Талантливые и преуспевающие общаются только друг с другом в школах, университетах, в клубах, в фирмах, они женятся друг на друге, читают одни и те же книги, смотрят одни и те же фильмы, живут в роскошных пригородах или огороженных жилых комплексах. Рассказывают, что одна журналистка, узнав о победе Никсона на выборах, воскликнула: "Он не мог победить — за него не голосовал ни один из моих знакомых!".13 Эта интеллектуальная элита занимает ведущие посты в правительстве, журналистике, юстиции, и её влияние на жизнь страны становится всё более ощутимым. И если её представления о жизни остального народа будут такими же искажёнными, как представления французской аристократии конца 18-го века о жизни Франции, это может окончиться новым якобинским взрывом.
7. Об искусстве
Выше уже отмечалось, что подавляющее большинство людей, причастных художественному творчеству, по своим идеям, по складу мышления — ярые уравнители. (См. стр. 56–57). Парадокс, однако, состоит в том, что вся жизнь их — это непрерывное состязание друг с другом. Создать в искусстве что-то новое, небывалое, то, что до сих пор не удалось создать никому другому, — вот главная мечта любого художника.

■ ПРЕДСТАВЛЕННЫЕ ДАННЫЕ:
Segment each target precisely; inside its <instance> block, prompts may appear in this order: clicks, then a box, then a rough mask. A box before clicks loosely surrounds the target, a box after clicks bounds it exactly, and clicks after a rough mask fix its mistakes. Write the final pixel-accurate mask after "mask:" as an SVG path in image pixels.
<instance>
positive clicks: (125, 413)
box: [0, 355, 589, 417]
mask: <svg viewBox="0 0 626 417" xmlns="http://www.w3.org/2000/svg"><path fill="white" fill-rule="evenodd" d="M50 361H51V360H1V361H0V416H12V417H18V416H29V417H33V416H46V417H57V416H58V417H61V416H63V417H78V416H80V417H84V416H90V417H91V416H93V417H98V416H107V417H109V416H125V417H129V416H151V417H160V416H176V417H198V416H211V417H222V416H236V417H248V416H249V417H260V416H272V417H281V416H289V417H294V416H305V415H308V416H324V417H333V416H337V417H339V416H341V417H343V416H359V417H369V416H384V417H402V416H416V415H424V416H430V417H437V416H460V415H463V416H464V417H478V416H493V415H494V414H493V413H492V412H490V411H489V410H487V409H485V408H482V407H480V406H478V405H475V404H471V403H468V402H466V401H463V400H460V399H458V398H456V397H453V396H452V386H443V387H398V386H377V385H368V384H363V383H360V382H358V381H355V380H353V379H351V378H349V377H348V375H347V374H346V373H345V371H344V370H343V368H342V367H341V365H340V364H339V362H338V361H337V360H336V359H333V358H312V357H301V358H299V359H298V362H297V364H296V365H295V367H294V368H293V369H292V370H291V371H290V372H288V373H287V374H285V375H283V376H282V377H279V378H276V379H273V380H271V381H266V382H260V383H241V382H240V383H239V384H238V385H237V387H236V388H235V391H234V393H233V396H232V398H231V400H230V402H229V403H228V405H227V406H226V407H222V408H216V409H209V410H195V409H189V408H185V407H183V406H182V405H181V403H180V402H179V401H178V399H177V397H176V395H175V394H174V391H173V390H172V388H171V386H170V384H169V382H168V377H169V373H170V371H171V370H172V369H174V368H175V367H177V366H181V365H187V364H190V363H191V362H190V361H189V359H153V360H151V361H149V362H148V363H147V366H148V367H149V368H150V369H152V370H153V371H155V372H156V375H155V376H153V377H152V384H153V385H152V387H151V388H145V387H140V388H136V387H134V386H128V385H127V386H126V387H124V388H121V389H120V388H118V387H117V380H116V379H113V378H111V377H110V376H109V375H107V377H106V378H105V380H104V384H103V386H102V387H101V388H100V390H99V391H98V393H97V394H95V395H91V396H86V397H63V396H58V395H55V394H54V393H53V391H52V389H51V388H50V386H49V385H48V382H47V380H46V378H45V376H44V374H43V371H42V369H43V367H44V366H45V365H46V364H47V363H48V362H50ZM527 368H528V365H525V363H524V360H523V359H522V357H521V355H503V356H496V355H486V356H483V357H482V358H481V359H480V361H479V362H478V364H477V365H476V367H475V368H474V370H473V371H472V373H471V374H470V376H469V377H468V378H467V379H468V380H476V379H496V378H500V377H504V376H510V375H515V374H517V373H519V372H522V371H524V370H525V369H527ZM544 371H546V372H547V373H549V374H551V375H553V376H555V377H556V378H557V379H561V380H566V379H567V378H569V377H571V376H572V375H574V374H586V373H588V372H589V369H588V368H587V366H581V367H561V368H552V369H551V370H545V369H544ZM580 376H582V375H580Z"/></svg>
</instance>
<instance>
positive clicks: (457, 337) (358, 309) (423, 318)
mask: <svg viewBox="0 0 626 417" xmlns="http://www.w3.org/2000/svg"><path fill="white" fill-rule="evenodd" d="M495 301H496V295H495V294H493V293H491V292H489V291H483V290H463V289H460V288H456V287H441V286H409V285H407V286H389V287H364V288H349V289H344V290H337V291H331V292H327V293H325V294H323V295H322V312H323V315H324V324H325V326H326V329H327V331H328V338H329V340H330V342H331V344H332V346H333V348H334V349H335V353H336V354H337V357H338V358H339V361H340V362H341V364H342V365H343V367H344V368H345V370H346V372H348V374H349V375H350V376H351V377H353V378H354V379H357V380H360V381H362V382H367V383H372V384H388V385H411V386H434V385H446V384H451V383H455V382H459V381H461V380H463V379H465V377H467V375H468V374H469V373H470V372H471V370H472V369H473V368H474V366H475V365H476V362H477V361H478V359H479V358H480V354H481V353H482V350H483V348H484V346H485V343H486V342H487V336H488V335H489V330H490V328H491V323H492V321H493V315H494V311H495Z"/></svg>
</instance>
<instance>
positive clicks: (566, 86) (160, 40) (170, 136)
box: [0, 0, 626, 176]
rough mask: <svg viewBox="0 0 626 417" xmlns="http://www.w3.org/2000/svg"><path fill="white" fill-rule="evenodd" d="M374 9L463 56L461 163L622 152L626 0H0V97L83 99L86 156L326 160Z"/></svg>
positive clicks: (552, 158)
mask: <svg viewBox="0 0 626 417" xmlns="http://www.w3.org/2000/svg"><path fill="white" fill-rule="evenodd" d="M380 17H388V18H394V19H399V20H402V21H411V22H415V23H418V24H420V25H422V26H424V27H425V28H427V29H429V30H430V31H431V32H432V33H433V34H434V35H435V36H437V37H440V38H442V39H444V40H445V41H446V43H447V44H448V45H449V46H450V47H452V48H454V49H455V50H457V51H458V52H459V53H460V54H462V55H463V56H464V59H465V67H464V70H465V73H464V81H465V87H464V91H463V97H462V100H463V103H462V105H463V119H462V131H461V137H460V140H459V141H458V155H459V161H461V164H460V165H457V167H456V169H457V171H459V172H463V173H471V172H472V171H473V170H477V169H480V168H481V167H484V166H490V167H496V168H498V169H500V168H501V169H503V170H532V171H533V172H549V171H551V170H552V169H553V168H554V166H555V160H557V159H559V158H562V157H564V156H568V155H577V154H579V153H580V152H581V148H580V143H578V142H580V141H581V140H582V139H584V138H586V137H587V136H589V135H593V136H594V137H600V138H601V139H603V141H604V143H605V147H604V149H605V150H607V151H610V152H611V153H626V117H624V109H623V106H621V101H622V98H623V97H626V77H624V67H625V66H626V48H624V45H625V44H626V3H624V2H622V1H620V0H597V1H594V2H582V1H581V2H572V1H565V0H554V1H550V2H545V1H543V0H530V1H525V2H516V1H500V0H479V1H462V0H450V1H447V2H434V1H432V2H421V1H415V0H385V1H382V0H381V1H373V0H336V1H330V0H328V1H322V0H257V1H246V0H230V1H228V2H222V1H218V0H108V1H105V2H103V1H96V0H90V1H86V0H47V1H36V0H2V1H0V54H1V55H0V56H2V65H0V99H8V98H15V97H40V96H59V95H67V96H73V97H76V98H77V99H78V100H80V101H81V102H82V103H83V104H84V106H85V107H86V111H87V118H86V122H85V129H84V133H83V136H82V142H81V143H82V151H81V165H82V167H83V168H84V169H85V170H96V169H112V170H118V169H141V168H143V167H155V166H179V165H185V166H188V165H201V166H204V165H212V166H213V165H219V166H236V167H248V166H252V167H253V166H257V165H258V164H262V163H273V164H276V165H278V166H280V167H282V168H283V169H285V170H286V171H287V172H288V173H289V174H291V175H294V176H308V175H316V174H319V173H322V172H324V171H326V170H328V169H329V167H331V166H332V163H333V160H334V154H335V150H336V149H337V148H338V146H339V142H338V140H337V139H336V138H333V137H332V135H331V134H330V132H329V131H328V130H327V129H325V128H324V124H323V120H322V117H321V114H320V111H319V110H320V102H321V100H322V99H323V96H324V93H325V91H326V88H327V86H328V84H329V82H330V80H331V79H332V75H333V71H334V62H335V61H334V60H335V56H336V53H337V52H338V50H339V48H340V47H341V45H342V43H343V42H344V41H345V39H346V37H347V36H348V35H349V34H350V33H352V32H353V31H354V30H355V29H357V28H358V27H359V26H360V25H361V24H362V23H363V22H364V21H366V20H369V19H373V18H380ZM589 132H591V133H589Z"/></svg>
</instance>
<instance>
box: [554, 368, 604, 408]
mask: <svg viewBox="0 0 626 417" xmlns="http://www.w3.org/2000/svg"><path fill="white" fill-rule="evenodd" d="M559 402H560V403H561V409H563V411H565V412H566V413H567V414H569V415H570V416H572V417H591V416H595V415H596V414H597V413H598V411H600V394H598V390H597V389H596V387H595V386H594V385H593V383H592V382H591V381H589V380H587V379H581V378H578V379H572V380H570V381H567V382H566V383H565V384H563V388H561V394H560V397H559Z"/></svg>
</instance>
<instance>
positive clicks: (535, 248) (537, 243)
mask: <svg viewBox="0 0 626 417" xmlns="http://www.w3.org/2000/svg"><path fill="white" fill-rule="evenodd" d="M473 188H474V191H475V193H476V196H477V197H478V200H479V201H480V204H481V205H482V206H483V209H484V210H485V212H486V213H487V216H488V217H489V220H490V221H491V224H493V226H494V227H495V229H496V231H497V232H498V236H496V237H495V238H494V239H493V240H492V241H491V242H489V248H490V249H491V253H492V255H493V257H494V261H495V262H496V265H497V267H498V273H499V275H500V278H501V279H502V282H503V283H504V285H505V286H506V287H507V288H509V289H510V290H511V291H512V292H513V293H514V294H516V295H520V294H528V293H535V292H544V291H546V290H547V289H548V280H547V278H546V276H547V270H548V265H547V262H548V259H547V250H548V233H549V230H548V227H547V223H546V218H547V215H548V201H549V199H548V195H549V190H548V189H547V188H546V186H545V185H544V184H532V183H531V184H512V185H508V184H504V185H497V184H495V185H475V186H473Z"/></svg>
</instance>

■ ЗАДАНИЕ:
Ответьте по отрывку на три вопроса, пометив ответы теми же буквами:
(а) Что воскликнула журналистка, узнав о победе Никсона на выборах?
(б) С чьими представлениями о жизни Франции сравниваются представления интеллектуальной элиты?
(в) Что названо главной мечтой любого художника?
Эти данные взяты из другого источника.

■ ОТВЕТ:
(а) «Он не мог победить — за него не голосовал ни один из моих знакомых!»
(б) С представлениями французской аристократии конца 18-го века.
(в) Создать в искусстве что-то новое, небывалое, то, что до сих пор не удалось создать никому другому.